## SOURCE:
DIBL-hopping scheme utilizes dynamic adjustment of frequency and  $V_{TH}$  through  $V_{DD}$  control depending on the workload of a processor. On the other hand,  $V_{TH}$ -hopping scheme (Section 5.2) is proposed to suppress the active leakage power. In  $V_{TH}$ -hopping,  $V_{TH}$  is controlled by the back-gate bias. If the  $V_{TH}$ -hopping is used, however, the dynamic power cannot be suppressed sufficiently since  $V_{DD}$  is constant. On the other hand, the effectiveness of DIBL-hopping scheme is limited by the DIBL-factor and  $\Delta V_{DD}$ . Then, there is a limit in the effectiveness of reduction of the active leakage power since  $V_{TH}$  is not freely changed. In this section, effectiveness of the  $V_{TH}$ -hopping scheme are compared.

## EXERCISE INSTRUCTIONS:
Reproduce the hopping-scheme passage from the words "DIBL-hopping scheme utilizes" through "scheme are compared.", renaming "back-gate bias" as "substrate bias" wherever it appears in that stretch.

## ROWS:

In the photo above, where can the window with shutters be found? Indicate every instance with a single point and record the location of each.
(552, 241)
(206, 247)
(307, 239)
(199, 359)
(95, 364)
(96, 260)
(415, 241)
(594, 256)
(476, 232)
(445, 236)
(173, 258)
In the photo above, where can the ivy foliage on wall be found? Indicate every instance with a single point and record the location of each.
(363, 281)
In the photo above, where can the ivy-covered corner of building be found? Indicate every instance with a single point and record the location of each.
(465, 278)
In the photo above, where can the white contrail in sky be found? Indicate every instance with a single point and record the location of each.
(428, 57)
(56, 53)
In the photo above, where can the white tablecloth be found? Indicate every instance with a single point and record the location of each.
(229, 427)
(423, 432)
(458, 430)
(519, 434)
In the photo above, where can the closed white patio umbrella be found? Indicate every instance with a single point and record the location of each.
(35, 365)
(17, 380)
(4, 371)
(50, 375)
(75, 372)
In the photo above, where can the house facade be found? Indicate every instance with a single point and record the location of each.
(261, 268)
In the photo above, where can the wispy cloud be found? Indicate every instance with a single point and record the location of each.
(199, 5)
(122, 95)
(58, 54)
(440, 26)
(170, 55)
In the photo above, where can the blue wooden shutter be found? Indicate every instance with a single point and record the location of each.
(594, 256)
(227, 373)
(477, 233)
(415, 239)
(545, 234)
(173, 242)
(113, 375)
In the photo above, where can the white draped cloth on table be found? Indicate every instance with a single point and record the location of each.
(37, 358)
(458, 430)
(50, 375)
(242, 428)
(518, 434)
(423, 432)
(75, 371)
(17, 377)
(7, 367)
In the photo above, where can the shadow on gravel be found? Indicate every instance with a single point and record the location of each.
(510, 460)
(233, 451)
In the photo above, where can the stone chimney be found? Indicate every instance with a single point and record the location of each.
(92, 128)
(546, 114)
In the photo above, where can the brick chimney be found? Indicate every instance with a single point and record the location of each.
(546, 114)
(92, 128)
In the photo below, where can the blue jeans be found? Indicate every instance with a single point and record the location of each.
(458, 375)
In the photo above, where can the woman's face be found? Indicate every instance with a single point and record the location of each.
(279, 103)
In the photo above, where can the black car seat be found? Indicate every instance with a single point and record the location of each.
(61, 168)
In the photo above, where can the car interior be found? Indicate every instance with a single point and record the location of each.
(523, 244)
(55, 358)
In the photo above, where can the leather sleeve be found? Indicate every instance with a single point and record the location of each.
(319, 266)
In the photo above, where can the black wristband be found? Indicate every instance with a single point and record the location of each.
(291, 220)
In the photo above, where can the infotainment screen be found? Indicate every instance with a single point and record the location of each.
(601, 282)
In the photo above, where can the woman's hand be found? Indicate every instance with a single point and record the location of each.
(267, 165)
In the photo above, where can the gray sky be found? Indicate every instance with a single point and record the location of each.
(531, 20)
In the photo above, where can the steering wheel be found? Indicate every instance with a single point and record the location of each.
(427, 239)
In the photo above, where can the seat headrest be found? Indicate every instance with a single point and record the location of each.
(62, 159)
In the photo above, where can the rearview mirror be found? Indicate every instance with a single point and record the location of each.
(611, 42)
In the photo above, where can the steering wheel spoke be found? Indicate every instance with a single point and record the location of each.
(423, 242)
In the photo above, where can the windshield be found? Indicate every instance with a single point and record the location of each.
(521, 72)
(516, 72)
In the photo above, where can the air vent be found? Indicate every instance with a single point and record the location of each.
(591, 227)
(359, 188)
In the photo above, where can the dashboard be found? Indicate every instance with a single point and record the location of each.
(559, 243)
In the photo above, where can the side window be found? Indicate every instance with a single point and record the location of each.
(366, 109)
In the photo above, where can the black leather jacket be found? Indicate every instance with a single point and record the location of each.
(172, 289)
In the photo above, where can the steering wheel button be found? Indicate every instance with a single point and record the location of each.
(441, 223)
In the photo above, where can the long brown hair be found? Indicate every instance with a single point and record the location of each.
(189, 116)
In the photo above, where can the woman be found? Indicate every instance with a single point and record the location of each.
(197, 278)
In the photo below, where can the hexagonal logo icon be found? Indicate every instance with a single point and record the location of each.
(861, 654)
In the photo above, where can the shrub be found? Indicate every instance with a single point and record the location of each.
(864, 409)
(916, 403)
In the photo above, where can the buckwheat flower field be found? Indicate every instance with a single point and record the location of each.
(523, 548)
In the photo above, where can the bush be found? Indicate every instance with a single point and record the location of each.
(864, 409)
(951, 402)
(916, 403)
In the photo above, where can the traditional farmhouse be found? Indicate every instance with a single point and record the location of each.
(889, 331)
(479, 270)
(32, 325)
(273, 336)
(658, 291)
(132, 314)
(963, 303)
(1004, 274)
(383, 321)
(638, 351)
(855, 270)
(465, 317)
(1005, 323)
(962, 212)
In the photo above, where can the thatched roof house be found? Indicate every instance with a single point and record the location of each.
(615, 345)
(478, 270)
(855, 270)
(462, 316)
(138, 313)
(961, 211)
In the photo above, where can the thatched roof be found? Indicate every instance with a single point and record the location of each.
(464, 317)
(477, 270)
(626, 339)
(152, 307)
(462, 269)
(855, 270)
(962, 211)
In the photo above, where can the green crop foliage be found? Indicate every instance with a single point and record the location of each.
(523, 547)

## THE REPLY:
DIBL-hopping scheme utilizes dynamic adjustment of frequency and  $V_{TH}$  through  $V_{DD}$  control depending on the workload of a processor. On the other hand,  $V_{TH}$ -hopping scheme (Section 5.2) is proposed to suppress the active leakage power. In  $V_{TH}$ -hopping,  $V_{TH}$  is controlled by the substrate bias. If the  $V_{TH}$ -hopping is used, however, the dynamic power cannot be suppressed sufficiently since  $V_{DD}$  is constant. On the other hand, the effectiveness of DIBL-hopping scheme is limited by the DIBL-factor and  $\Delta V_{DD}$ . Then, there is a limit in the effectiveness of reduction of the active leakage power since  $V_{TH}$  is not freely changed. In this section, effectiveness of the  $V_{TH}$ -hopping scheme are compared.